WHAT IS REQUIRED:
Output every record word for word, minus the pictures.

───── MATERIAL FOR THIS TASK ─────

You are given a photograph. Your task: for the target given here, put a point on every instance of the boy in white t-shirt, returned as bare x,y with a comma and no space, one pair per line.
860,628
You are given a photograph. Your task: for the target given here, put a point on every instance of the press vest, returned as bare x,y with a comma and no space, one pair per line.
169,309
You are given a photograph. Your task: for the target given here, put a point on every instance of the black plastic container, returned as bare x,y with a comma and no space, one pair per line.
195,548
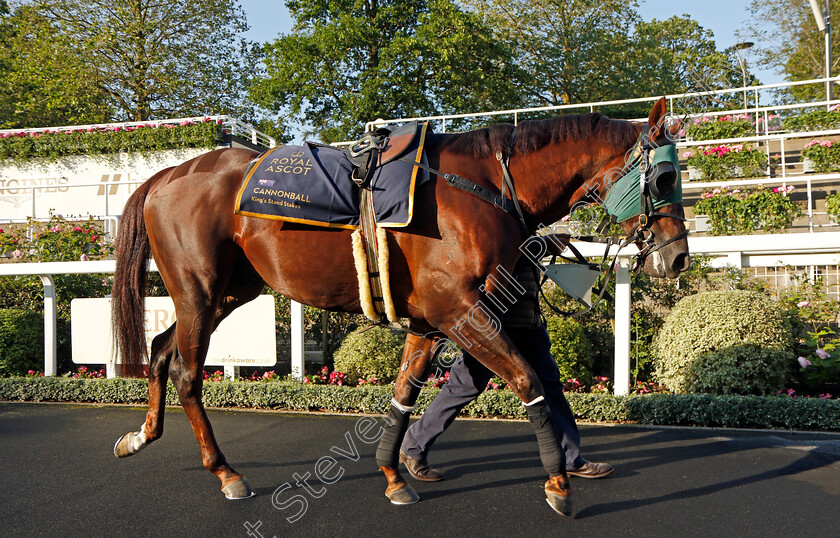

─────

TASK ANSWER:
You are given a photograph. Your task: for the target given here, put a point on every instance of the boy in white t-shirt, returned as bare x,y with a comma and no space, one pair per line.
860,628
You are given a photograph. Your task: for the target given here, put a point on every instance of the press vest, returned as bare x,y with a comma and no space, one pair per line.
169,309
You are given a photograph. Your task: for the target given here, put a point on every instance of the black plastic container, returned as bare x,y with a comma and no space, one pair per line.
195,548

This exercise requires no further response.